### [Study text]
IN RE: the Claim of Myrlande VOLMAR, Appellant. UPR CARE CORPORATION, Doing Business as Cold Spring Hills, Respondent. Commissioner of Labor, Respondent.

Decided: July 23, 2009

Before:  MERCURE, J.P., SPAIN, LAHTINEN, MALONE JR. and STEIN, JJ. Myrlande Volmar, New York City, appellant pro se. Peckar & Abramson, L.L.P., River Edge, New Jersey (Elana Ben-Dov of counsel), for UPR Care Corporation, respondent.

Appeal from a decision of the Unemployment Insurance Appeal Board, filed January 7, 2008, which ruled that claimant was disqualified from receiving unemployment insurance benefits because her employment was terminated due to misconduct.

Claimant worked as a certified nursing assistant in a nursing home for approximately five years.   In December 2006, her supervisor, the director of nursing, observed claimant shouting at an agitated, wheelchair-bound dementia patient in the facility's dining room.   Attempting to calm the patient, the supervisor asked claimant to leave the area.   Claimant refused and continued yelling until another employee convinced her to walk away.   Moreover, claimant remained in the vicinity until her supervisor had stabilized the patient, then began screaming at her supervisor.   Following an investigation, claimant was discharged from her position for failing to follow the direction of a supervisor and placing a resident at risk.   She applied for unemployment insurance benefits, but the Unemployment Insurance Appeal Board disqualified her from receiving them on the basis that her employment was terminated due to misconduct.   Claimant appeals.

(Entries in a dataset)
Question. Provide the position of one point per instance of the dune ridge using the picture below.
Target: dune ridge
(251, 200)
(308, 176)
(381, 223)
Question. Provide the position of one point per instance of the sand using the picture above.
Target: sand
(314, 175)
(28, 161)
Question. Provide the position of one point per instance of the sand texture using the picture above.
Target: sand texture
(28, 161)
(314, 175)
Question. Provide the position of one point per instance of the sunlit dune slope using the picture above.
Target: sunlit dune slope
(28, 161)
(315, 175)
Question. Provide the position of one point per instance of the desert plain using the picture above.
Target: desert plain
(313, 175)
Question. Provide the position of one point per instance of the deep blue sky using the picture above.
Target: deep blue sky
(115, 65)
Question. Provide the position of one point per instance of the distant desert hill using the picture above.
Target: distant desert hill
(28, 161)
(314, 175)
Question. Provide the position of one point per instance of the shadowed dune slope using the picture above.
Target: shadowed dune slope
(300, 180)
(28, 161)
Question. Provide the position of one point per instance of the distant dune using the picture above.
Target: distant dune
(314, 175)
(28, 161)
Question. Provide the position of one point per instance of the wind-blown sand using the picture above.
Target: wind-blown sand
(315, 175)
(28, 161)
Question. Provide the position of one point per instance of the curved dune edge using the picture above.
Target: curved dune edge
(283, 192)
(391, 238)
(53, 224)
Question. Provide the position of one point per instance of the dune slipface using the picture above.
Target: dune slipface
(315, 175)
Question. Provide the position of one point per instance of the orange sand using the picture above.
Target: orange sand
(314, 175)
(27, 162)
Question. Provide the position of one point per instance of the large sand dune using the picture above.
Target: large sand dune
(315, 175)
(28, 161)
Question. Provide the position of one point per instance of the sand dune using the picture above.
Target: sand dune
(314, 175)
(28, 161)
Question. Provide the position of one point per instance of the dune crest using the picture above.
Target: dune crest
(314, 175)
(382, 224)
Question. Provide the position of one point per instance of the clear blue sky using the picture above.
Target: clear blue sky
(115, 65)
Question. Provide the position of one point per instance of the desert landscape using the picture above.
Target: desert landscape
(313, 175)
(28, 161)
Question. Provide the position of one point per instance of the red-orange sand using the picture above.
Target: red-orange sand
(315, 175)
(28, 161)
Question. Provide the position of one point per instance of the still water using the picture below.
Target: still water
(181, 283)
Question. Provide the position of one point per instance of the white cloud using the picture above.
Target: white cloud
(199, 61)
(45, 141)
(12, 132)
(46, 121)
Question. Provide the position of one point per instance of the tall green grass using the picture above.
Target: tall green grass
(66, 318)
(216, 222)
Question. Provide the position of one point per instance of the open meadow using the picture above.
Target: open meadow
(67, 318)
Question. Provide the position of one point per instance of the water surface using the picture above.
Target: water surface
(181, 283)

### [Tasks]
• a. According to the court decision, about how long had the claimant worked as a certified nursing assistant at the nursing home?
• b. Pick up the court decision on the claimant's appeal right after its last sentence and keep writing.
These entries have nothing to do with this work.

### [Results in order]
• a. Approximately five years.

• b.
 We affirm.   Failure to follow an employer's reasonable instructions is insubordinate behavior constituting disqualifying misconduct (Matter of Melendez [American Specialties, Inc.-Commissioner of Labor], 43 A.D.3d 1242, 1243, 841 N.Y.S.2d 726 [2007] ).   Here, claimant refused to walk away from the patient despite an instruction to do so and instead engaged in a shouting match with her, thereby exacerbating the situation and jeopardizing the patient's safety.   In our view, the foregoing constitutes substantial evidence supporting the Board's determination that claimant was terminated for insubordination and we decline to disturb it (see Matter of Coon [Commissioner of Labor], 43 A.D.3d 1225, 1226, 841 N.Y.S.2d 417 [2007] ).   Claimant denied the allegations levied against her, but her testimony created a credibility issue for the Board to resolve (see Matter of Piervencenti [Crest/Good Mfg. Co., Inc.-Commissioner of Labor], 39 A.D.3d 1108, 1109, 834 N.Y.S.2d 404 [2007] ).

ORDERED that the decision is affirmed, without costs.